Can you copy the lines from the one that contains "Please locate the sandbar" through the end of the material below, exactly and with nothing else?
::: Dataset records :::
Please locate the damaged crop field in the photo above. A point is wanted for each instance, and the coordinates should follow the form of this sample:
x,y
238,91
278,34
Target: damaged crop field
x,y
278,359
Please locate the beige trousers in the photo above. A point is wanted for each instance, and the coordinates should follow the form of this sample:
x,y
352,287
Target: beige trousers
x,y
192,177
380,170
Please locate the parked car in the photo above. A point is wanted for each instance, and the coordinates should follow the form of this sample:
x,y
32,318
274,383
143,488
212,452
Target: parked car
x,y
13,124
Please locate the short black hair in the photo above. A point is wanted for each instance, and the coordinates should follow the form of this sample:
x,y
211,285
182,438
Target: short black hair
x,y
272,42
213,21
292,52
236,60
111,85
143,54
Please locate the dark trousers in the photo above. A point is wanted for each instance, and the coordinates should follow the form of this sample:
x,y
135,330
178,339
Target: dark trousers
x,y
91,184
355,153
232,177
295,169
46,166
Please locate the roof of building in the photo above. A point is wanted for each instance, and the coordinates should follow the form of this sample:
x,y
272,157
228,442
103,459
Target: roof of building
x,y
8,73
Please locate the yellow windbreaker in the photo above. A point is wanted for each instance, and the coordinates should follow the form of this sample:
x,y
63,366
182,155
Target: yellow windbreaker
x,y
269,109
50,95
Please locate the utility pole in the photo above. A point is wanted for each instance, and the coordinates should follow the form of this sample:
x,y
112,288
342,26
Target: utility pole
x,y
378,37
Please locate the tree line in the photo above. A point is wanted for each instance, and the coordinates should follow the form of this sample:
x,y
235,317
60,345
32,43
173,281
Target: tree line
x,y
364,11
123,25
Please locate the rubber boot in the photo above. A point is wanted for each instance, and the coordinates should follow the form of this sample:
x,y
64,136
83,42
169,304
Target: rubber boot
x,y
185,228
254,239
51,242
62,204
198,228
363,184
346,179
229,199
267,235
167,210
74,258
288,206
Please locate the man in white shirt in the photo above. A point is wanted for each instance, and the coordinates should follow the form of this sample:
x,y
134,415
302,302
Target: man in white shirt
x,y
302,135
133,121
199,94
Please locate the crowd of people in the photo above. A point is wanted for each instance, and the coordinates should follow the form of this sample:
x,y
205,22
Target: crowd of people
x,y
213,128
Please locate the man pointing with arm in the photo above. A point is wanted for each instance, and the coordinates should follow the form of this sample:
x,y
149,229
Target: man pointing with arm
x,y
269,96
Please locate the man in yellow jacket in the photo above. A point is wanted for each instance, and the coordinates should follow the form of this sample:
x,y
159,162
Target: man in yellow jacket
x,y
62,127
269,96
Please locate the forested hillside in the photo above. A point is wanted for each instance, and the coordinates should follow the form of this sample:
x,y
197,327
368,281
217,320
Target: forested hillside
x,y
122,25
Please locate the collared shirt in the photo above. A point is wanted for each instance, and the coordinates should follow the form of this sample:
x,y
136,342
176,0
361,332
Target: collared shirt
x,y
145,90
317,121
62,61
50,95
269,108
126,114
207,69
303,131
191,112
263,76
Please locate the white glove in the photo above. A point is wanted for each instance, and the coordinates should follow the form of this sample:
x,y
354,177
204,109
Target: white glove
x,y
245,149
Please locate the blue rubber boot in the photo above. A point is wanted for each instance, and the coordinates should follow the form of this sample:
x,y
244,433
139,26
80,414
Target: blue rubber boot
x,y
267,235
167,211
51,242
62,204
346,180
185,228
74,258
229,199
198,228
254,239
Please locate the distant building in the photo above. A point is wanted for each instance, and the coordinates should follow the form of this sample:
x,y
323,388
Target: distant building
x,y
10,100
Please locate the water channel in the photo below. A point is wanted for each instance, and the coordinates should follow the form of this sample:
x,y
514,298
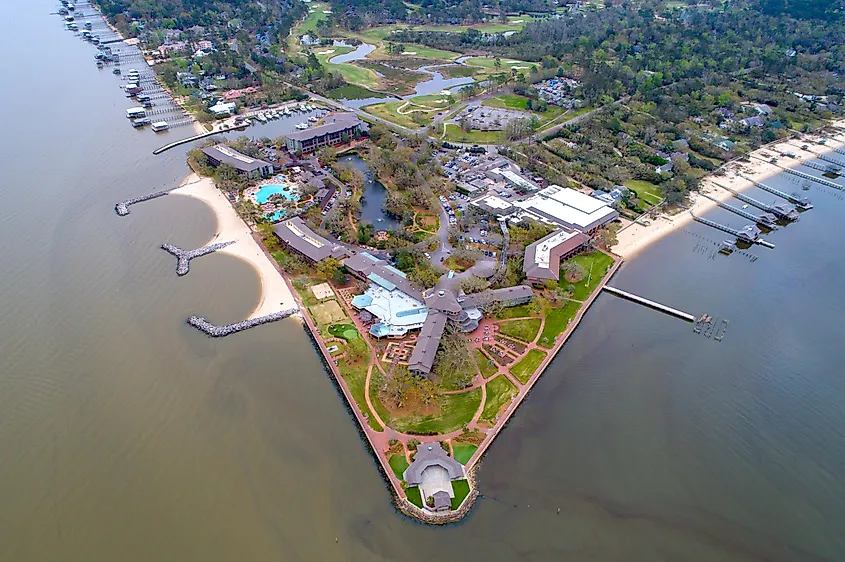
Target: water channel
x,y
373,198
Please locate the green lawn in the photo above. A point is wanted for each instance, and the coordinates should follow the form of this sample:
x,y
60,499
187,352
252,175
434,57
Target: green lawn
x,y
461,489
454,133
646,191
353,92
596,263
557,319
485,364
463,451
398,463
527,365
456,410
520,311
523,330
500,391
344,331
403,113
414,496
356,378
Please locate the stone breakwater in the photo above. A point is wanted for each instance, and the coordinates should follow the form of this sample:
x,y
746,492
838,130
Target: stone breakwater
x,y
122,208
216,331
183,258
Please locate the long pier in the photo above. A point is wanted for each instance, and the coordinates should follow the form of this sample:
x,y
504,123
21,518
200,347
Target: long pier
x,y
739,234
122,208
781,210
215,331
198,137
183,258
764,220
651,304
799,200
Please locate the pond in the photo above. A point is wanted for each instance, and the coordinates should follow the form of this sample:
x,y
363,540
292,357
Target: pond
x,y
373,198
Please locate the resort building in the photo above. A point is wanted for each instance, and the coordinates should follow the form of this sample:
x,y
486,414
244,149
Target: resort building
x,y
301,240
245,165
335,129
433,471
542,258
568,208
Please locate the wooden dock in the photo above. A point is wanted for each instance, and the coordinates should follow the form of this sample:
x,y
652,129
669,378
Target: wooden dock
x,y
649,303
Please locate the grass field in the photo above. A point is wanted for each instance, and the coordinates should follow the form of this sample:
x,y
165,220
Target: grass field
x,y
596,263
402,113
500,391
398,463
646,191
456,410
356,378
557,319
527,365
344,331
353,74
463,451
353,92
523,330
484,364
519,103
521,311
454,133
461,489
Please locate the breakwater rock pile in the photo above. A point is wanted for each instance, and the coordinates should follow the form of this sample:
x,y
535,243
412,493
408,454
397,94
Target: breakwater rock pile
x,y
216,331
183,258
122,208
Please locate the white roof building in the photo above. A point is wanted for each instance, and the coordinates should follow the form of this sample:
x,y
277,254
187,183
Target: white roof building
x,y
567,207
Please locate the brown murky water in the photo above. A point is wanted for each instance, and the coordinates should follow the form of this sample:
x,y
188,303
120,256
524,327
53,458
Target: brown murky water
x,y
126,435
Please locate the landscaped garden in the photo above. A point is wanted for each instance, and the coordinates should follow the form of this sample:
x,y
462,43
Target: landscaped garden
x,y
526,366
500,391
523,330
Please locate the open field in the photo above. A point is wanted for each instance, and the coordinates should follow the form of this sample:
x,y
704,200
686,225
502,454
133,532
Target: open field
x,y
456,410
557,319
596,264
500,391
413,113
527,365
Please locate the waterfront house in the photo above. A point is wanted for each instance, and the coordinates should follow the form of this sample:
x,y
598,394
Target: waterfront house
x,y
245,165
298,238
335,129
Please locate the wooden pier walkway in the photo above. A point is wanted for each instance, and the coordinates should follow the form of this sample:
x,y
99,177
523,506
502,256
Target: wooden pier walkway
x,y
651,304
198,137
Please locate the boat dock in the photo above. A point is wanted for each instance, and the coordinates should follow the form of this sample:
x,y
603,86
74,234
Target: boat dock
x,y
740,234
198,137
797,199
649,303
780,210
767,221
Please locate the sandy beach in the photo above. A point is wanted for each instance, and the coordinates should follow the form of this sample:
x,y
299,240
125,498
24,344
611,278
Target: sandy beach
x,y
635,237
275,294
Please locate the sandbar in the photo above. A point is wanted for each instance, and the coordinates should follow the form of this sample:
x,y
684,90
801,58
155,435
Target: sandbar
x,y
275,294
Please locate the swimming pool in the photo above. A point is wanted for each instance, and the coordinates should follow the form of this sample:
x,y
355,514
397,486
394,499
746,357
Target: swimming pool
x,y
266,191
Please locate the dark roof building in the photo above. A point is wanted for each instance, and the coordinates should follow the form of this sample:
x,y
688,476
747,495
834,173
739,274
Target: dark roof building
x,y
332,131
245,165
297,237
542,258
:::
* Exercise response:
Please locate the sandbar in the photo above. A point is wanted for each instance, and the coordinates should follow the form of this sample:
x,y
684,90
801,58
155,435
Target: sandbar
x,y
275,294
Please locate the swimming pool in the photo above. A point is wanted for each instance, and the coordinates should follow the form of this sample:
x,y
355,514
397,486
394,499
746,357
Target: swimming pool
x,y
266,191
Please locate the dark roof building in the photo above. A point is wanted for each instance, and the coordinates should follow the form of this sample:
x,y
688,476
747,495
834,173
739,274
Target: dark roof building
x,y
332,131
245,165
297,237
542,258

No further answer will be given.